» Exercise details
Determine how many of the lines below hold the word "prompts". Give the number and nothing else.

» Data for analysis
##############################
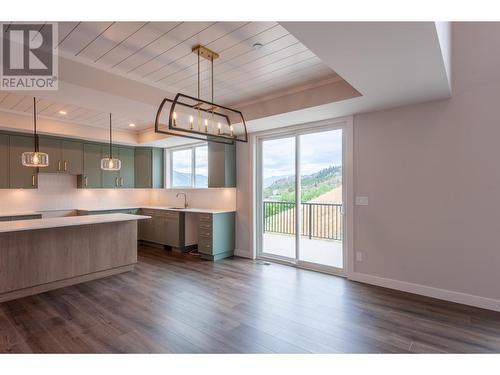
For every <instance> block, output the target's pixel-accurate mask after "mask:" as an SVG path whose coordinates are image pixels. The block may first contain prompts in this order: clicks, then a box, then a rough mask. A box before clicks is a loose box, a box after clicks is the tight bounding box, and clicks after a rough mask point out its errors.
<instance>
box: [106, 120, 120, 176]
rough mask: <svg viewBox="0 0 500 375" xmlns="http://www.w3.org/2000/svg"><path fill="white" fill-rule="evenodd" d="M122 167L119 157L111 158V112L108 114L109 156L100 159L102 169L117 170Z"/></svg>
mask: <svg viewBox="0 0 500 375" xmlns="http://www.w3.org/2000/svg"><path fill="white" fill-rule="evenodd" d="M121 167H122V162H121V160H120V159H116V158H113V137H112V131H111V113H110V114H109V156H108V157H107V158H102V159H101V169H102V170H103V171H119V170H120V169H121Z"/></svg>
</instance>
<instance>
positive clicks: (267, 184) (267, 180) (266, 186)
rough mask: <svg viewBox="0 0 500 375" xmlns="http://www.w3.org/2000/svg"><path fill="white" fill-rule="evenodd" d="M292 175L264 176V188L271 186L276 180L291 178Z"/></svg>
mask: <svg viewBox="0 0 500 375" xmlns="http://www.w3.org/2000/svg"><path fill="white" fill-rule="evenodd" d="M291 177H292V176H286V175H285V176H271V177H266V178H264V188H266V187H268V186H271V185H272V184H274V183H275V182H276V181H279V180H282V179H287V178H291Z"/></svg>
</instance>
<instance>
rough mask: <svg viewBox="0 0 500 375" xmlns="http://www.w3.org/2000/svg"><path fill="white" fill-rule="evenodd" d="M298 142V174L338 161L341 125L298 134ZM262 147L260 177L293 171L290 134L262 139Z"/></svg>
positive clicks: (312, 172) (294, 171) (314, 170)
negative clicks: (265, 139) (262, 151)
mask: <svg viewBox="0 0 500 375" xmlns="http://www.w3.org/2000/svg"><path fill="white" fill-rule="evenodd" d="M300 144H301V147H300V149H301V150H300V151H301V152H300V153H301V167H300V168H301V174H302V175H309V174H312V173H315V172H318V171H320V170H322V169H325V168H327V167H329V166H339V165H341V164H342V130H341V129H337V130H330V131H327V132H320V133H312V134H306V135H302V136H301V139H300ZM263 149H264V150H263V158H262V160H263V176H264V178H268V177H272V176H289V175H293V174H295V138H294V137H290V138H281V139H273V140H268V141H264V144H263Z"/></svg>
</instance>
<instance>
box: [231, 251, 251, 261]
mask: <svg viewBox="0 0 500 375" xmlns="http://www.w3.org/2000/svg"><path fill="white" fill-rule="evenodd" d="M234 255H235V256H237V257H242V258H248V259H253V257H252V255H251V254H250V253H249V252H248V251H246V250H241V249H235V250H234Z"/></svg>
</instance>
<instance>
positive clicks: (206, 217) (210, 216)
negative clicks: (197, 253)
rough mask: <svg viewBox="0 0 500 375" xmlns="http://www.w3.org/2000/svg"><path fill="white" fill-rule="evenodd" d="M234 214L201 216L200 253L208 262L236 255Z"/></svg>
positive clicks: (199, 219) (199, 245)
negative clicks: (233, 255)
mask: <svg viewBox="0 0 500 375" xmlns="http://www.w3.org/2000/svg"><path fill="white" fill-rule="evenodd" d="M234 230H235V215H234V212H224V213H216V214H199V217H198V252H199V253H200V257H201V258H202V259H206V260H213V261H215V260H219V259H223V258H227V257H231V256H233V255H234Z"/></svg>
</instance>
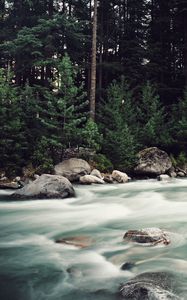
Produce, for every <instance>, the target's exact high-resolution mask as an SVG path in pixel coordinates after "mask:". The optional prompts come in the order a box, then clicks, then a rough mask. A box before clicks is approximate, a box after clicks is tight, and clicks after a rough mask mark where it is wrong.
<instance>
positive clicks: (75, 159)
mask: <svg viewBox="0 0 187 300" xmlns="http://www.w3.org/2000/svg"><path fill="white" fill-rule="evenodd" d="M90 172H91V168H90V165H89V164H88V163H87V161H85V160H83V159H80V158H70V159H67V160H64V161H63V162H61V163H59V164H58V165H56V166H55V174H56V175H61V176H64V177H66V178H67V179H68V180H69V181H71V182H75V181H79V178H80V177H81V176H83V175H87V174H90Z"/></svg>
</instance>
##############################
» Output
2